■ **ЗАДАНИЕ 1**
Сколько статей и скольких авторов включает сборник «Русская религиозно-философская мысль XX века», упомянутый в тексте о русской философии?
■ **ЗАДАНИЕ 2**
Пожалуйста, выпишите из текста о русской философии фрагмент от слов «Однако, с нашей» до слов «нравственным пластами бытия.».

■ **ТЕКСТ ДЛЯ ЧТЕНИЯ**
Однако, с нашей точки зрения, за этими характеристиками кроются достаточно разнородные позиции, отражающие порой сущностно несовместимые мировоззрения. Безусловно, есть уровень, на котором вера и нравственность, и соответственно религиозная и этикоцентричная парадигмы совпадают. Этот уровень имеет, скорее, отношение к духовно-идеальному состоянию философской культуры. Если же посмотреть на реальную историю философской мысли, то необходимо сказать, что и в русской философии есть значительные противоречия между религиозным и нравственным пластами бытия.
Приведем несколько суждений, иллюстрирующих значимость этих характеристик как в классическом контексте, так и в современном исследовательском пространстве. Один из современных исследователей (Я.В. Бондарева) пишет о русской философии как преимущественно религиозной: «Характерной чертой русской религиозной философии является ее органическая связь с православием, осмысление православной духовности философскими методами, трансформация религиозного опыта в философские системы» [2, с. 118]. Соответственно, полагает автор, построение православно-христианского мировоз-
зрения, раскрытие христианских догматов есть основная методологическая задача русской религиозной философии.
Такая точка зрения коренится в широко распространенном воззрении, которое было озвучено в классический период русской философии. Многие представители в той или мере его придерживались, сами являясь выразителями религиозной мысли. Она, конечно, не всегда соответствовала догматическому и церковному пониманию религии, но все же была глубоко религиозной, укоренной в стихии христианского вероучения. Сторонниками указанной позиции являются А. С. Хомяков, В. С. Соловьев, Н. Ф. Федоров, С. Н. Булгаков, В. Ф. Эрн, П. А. Флоренский, H.A. Бердяев, Н. О. Лосский, В. В. Зеньковский, С. Л. Франк, И. А. Ильин, А. Ф. Лосев и многие другие.
Именно эти философы сформировали христианскую парадигму русской философии, которая стала во многом ее «визитной карточной». В этом контексте весьма примечательным является сборник «Русская религиозно-философская мысль XX века», составленный известным деятелем эмиграции Н. П. Полторацким. Он включает в себя 35 статей 26-ти авторов, среди которых такие имена, как В. Вейдле, Н. Арсеньев, Н. Зернов, Дж. Л. Клайн, С. Левицкий, Ю. Иваск, В. Зеньковский, Б. Филиппов и др. В своем предисловии Н. Полторацкий дает высокую оценку русской религиозной мысли: «Когда в 1922 году большевики выслали за границу чуть ли не всех остававшихся еще в России выдающихся русских религиозных мыслителей, то это привело еще и к тому, что русская религиозная философия вышла вскоре как бы на мировую арену. Теперь и подавно не подлежит никакому сомнению, что она есть явление замечательное и единственное в своем роде [3, с. 6].

■ **БЛОК ДАННЫХ**
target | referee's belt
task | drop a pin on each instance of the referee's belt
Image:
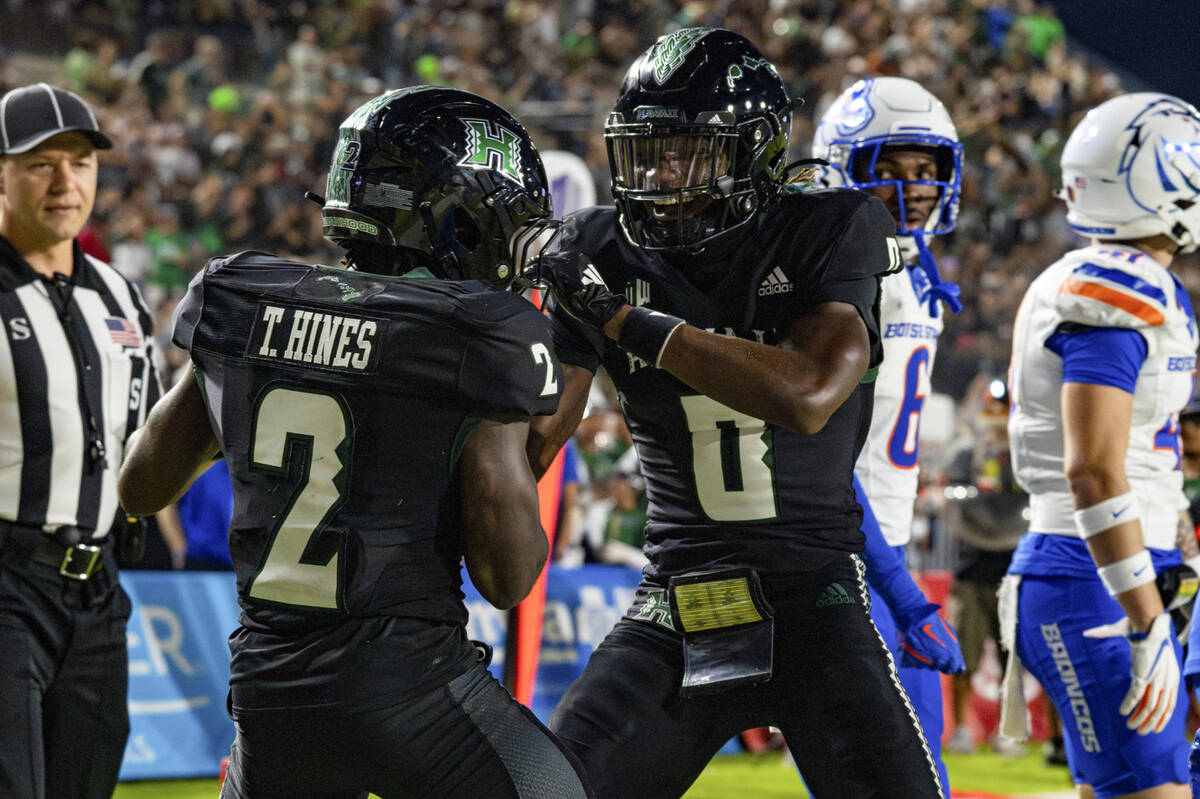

■ **ПРАВИЛЬНЫЙ ОТВЕТ 1**
Сборник включает 35 статей 26 авторов.

■ **ПРАВИЛЬНЫЙ ОТВЕТ 2**
Однако, с нашей точки зрения, за этими характеристиками кроются достаточно разнородные позиции, отражающие порой сущностно несовместимые мировоззрения. Безусловно, есть уровень, на котором вера и нравственность, и соответственно религиозная и этикоцентричная парадигмы совпадают. Этот уровень имеет, скорее, отношение к духовно-идеальному состоянию философской культуры. Если же посмотреть на реальную историю философской мысли, то необходимо сказать, что и в русской философии есть значительные противоречия между религиозным и нравственным пластами бытия.